(Records from a point labeling set)
+++++

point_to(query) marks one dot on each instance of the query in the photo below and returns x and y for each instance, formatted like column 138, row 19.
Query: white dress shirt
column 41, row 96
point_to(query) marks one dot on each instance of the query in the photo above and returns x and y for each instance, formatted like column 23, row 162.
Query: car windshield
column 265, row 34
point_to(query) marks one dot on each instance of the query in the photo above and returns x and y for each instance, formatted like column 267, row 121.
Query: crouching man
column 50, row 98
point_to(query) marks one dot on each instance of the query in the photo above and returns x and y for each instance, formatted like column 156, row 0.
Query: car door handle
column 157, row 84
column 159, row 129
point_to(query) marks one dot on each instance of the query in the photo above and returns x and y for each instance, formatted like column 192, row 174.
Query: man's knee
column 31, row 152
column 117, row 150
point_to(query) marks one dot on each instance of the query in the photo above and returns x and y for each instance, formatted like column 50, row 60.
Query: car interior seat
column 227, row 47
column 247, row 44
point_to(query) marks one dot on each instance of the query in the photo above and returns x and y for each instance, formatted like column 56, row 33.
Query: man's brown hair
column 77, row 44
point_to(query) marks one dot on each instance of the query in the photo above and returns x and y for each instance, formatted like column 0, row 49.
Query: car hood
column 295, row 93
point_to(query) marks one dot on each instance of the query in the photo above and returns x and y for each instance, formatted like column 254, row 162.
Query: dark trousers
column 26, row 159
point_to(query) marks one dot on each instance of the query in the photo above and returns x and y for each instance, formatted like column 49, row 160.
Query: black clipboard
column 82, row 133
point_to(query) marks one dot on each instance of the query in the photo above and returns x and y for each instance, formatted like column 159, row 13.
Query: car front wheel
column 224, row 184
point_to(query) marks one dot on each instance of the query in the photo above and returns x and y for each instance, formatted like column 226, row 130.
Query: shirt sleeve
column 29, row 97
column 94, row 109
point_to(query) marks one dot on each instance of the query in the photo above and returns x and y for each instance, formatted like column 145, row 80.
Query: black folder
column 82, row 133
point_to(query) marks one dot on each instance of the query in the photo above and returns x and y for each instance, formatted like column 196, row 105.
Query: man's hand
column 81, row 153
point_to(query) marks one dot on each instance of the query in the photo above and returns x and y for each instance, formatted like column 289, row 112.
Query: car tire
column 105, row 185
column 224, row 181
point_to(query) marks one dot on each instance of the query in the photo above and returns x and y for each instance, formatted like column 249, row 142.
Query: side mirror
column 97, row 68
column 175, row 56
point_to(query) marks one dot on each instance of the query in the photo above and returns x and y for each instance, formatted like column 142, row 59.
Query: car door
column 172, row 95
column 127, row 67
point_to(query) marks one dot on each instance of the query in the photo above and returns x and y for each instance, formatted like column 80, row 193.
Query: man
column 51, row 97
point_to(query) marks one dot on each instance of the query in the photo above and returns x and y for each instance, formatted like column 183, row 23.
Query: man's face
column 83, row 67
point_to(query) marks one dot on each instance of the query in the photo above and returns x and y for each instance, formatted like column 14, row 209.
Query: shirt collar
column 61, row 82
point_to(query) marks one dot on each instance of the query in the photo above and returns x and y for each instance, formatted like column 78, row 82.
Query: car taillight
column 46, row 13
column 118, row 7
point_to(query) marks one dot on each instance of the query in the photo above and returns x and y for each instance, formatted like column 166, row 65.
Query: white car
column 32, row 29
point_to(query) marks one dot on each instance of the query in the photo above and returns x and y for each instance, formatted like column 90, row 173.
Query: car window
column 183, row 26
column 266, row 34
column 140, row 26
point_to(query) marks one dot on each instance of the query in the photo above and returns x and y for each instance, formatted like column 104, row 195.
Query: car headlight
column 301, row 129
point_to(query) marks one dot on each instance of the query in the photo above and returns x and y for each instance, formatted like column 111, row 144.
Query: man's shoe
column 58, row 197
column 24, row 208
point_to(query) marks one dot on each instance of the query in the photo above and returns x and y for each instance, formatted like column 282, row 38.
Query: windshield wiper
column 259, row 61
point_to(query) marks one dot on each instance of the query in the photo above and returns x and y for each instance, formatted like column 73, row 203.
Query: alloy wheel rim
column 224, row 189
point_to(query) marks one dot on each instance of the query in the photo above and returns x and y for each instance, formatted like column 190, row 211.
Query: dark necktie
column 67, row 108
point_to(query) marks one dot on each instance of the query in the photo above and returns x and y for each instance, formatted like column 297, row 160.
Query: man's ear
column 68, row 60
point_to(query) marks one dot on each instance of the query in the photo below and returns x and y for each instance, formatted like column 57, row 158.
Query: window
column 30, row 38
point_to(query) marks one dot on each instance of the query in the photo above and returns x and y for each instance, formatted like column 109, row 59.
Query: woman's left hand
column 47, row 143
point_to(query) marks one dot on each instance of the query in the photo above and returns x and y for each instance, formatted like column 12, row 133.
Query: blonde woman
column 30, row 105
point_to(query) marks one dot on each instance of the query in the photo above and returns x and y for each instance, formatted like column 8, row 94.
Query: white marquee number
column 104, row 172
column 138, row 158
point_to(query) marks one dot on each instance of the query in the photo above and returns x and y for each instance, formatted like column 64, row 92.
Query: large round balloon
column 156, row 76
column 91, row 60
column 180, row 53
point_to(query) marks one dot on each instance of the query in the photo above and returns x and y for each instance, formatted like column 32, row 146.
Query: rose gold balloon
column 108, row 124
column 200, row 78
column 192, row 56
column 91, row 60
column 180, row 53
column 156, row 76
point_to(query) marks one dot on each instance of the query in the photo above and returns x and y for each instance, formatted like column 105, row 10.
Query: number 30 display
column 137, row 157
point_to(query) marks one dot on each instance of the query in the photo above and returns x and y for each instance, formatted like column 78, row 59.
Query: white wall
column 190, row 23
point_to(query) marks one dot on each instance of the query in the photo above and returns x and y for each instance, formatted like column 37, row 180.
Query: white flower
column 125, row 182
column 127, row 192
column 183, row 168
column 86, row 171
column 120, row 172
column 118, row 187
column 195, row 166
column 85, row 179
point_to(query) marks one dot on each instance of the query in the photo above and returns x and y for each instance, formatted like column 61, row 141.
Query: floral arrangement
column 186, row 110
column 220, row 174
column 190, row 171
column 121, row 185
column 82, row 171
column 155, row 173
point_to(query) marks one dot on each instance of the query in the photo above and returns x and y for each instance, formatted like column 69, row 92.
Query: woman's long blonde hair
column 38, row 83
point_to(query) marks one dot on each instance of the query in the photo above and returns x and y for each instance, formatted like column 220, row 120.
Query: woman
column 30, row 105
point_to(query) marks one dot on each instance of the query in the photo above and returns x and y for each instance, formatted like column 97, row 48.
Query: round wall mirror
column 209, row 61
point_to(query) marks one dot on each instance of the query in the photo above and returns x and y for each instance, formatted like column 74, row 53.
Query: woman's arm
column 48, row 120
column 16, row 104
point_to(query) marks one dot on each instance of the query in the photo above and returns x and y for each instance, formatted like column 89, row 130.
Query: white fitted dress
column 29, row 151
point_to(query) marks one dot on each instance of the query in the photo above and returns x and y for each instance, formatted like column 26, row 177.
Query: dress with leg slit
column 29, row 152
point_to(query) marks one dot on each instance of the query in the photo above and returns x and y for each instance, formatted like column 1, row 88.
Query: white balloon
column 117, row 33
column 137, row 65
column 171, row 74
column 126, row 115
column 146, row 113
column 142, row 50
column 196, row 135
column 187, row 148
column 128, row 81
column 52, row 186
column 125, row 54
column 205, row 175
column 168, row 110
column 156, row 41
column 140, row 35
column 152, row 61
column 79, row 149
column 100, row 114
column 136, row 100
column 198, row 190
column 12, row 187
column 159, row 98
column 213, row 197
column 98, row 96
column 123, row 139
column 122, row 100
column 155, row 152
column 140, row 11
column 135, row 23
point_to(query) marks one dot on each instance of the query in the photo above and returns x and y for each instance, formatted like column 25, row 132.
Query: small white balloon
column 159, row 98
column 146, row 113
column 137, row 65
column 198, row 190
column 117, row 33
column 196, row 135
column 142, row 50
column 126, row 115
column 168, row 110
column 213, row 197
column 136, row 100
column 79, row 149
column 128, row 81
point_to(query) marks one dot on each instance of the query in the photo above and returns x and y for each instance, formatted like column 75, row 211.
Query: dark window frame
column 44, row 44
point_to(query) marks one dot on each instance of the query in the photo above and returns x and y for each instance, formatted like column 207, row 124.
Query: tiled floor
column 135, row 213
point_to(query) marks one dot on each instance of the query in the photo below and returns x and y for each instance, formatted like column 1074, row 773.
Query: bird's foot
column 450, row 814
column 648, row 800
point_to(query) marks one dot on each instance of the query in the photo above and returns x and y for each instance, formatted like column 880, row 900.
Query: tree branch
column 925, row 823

+++++

▶ REQUIREMENT
Reproduce verbatim the entries, beginning at the first line and stopping after the line that contains "column 50, row 98".

▶ TASK OUTPUT
point_to(query) marks one dot on each instance of the query in the photo below and returns x and y for each instance, formatted like column 138, row 19.
Query: white dress shirt
column 41, row 96
point_to(query) marks one dot on each instance of the query in the photo above and returns x and y for each instance, formatted like column 23, row 162.
Query: car windshield
column 265, row 34
point_to(query) marks one dot on each instance of the query in the photo above and returns x and y for each instance, formatted like column 267, row 121.
Query: crouching man
column 50, row 98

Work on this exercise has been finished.